## Supplied data
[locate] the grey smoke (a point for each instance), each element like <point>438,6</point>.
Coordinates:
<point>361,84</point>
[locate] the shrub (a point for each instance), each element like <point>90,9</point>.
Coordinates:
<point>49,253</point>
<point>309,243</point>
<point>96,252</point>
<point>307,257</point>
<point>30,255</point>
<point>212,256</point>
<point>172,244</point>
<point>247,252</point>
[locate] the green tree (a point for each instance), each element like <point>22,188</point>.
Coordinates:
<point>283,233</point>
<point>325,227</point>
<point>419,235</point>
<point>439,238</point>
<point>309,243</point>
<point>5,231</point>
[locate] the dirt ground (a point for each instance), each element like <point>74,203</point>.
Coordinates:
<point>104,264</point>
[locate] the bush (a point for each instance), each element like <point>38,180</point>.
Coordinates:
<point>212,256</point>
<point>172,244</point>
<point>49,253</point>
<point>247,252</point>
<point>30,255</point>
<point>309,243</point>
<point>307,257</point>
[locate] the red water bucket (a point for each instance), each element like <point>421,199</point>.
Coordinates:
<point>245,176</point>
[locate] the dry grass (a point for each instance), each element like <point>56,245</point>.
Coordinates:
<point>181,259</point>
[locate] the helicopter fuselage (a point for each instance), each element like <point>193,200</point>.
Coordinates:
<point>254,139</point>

* * *

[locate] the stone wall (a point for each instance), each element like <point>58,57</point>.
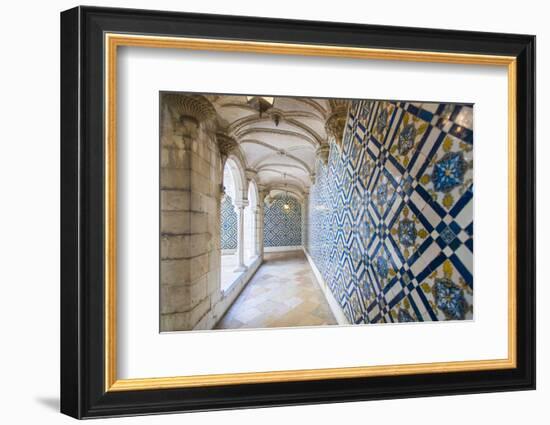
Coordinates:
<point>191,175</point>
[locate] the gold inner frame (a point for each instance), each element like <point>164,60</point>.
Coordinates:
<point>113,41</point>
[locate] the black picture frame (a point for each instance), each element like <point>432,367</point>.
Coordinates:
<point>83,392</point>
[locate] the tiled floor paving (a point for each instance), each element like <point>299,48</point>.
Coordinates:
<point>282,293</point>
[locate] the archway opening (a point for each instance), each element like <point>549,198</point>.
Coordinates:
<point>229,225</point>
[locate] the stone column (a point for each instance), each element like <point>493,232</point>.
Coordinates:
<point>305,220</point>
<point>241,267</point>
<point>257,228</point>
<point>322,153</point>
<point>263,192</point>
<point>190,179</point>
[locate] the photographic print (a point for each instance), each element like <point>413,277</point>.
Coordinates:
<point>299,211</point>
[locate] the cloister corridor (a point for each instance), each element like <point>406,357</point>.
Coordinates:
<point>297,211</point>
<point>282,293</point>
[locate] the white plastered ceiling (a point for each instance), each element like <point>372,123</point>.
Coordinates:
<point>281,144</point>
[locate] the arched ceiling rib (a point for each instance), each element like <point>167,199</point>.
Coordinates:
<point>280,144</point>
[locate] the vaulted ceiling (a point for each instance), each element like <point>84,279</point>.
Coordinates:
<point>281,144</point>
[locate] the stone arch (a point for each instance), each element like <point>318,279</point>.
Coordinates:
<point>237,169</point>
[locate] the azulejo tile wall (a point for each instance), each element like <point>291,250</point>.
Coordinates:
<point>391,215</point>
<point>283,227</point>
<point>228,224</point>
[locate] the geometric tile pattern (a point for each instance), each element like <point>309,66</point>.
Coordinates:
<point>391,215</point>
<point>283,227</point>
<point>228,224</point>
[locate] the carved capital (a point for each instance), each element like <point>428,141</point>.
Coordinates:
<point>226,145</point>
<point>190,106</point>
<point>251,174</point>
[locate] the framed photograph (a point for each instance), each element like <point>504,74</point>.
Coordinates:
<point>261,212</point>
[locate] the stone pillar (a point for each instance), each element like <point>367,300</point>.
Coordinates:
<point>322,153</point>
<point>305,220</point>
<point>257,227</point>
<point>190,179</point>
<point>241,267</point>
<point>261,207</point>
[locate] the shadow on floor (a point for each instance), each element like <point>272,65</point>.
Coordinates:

==

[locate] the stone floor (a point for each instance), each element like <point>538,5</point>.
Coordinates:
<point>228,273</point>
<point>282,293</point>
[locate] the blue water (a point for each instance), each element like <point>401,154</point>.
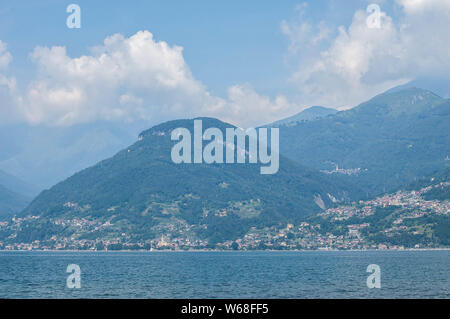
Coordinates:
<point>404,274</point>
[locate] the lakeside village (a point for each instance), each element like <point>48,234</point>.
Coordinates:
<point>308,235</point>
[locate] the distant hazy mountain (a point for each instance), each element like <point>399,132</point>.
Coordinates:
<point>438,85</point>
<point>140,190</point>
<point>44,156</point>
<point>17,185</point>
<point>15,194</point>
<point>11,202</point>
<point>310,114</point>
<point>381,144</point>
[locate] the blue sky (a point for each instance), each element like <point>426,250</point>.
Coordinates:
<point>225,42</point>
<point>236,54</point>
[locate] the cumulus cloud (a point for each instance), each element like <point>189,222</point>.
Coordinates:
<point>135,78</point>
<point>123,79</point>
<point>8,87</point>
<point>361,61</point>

## Job
Pick out each line of the items above that contains the word "stone" and copy those lines.

## Response to the exercise
[locate] the stone wall (a point for each instance), each element like <point>58,57</point>.
[locate] the stone column (a point for each instance), each element like <point>493,232</point>.
[locate] the stone arch (a point for each instance), each element like <point>318,279</point>.
[locate] the stone pillar (a point for each instance), each element like <point>367,300</point>.
[locate] the stone floor (a point for each instance), each element like <point>538,5</point>.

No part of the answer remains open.